Segmentation annotation records -
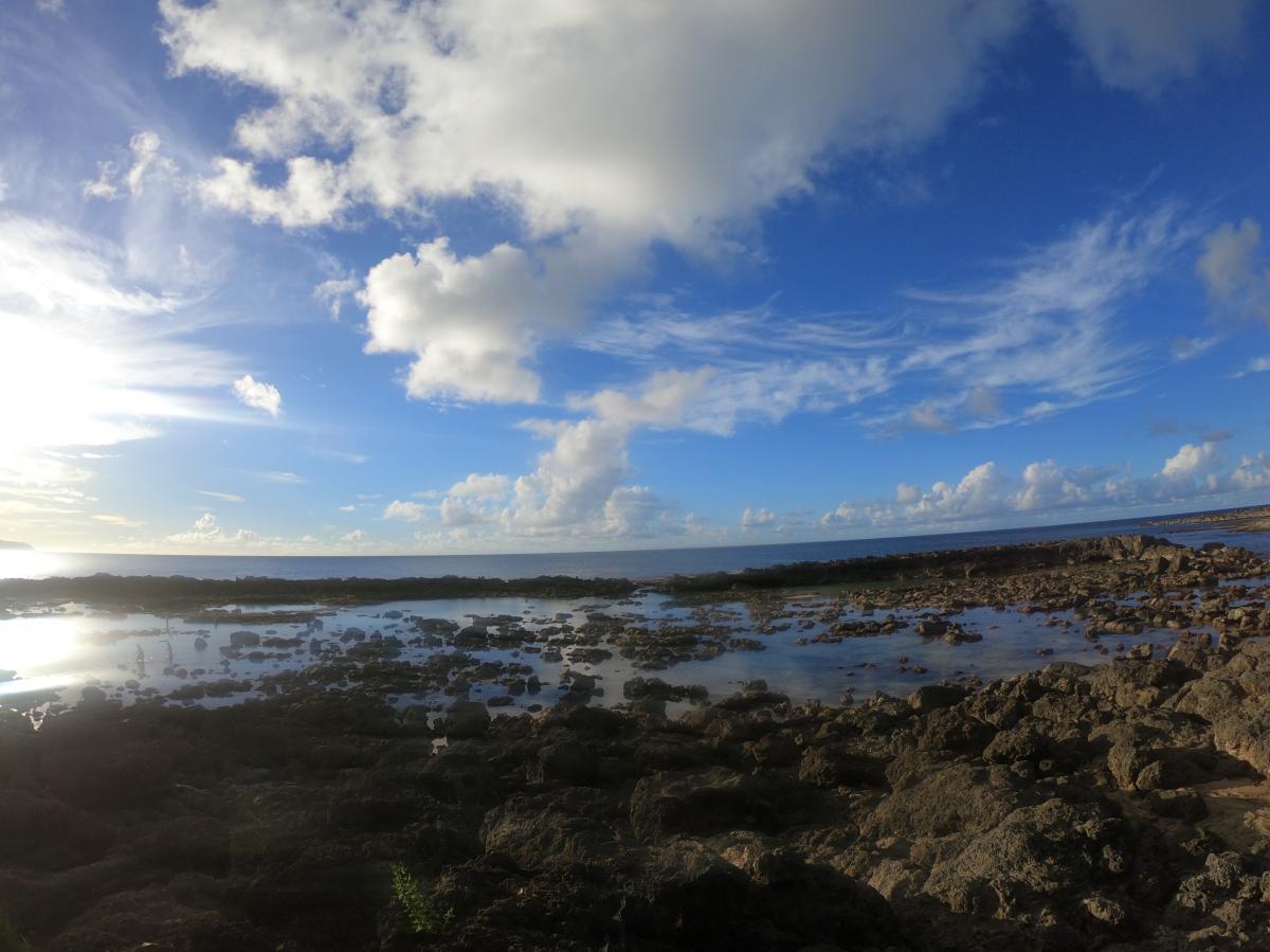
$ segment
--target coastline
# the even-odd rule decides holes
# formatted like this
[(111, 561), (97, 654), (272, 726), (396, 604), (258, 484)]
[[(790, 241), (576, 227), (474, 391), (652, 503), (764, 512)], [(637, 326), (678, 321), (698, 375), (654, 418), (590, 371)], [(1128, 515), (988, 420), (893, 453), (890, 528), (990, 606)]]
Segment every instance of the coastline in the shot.
[[(601, 580), (615, 601), (583, 583), (569, 622), (371, 609), (382, 630), (357, 637), (338, 610), (253, 604), (302, 591), (276, 580), (90, 578), (123, 587), (116, 608), (221, 606), (202, 630), (259, 669), (254, 693), (99, 683), (0, 716), (0, 915), (57, 952), (1257, 948), (1267, 578), (1238, 548), (1107, 536), (659, 583), (691, 624), (640, 627), (638, 586)], [(20, 613), (84, 581), (0, 599)], [(363, 582), (310, 594), (345, 604), (375, 594)], [(513, 601), (568, 585), (442, 582)], [(974, 613), (1100, 663), (1038, 649), (1010, 677), (837, 703), (677, 675), (729, 657), (758, 672), (782, 638), (973, 658), (1005, 637)], [(264, 625), (279, 648), (296, 627), (325, 647), (245, 637)], [(549, 651), (559, 684), (523, 694)], [(271, 672), (288, 653), (298, 666)], [(617, 660), (643, 674), (606, 693)], [(511, 705), (528, 698), (538, 712)]]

Stated task - Copy every line of the records above word for word, leaving out the pictures.

Response -
$ segment
--target coastline
# the even-odd rule decides holes
# formatted like this
[(111, 561), (97, 654), (272, 726), (396, 604), (258, 484)]
[[(790, 241), (576, 227), (474, 391), (652, 503), (764, 512)], [(637, 326), (678, 321), (698, 375), (654, 418), (590, 371)], [(1128, 515), (988, 420), (893, 453), (890, 528), (990, 606)]]
Segment every instance of the coastline in the shot.
[[(601, 580), (615, 601), (583, 583), (569, 622), (371, 609), (382, 630), (357, 637), (338, 610), (253, 604), (302, 591), (276, 580), (90, 578), (123, 587), (116, 608), (221, 606), (202, 630), (259, 669), (254, 693), (99, 683), (0, 716), (0, 915), (57, 952), (1257, 948), (1267, 578), (1238, 548), (1107, 536), (659, 583), (691, 624), (640, 627), (638, 586)], [(20, 613), (84, 581), (0, 599)], [(363, 582), (310, 594), (345, 604), (375, 594)], [(513, 601), (568, 585), (442, 582)], [(974, 613), (1100, 663), (1038, 649), (1010, 677), (837, 703), (677, 675), (729, 657), (758, 672), (782, 638), (973, 658), (1005, 637)], [(264, 625), (279, 648), (296, 627), (325, 647), (245, 637)], [(549, 651), (559, 684), (523, 694)], [(271, 672), (288, 653), (298, 666)], [(617, 660), (643, 674), (606, 693)], [(511, 705), (528, 698), (538, 712)]]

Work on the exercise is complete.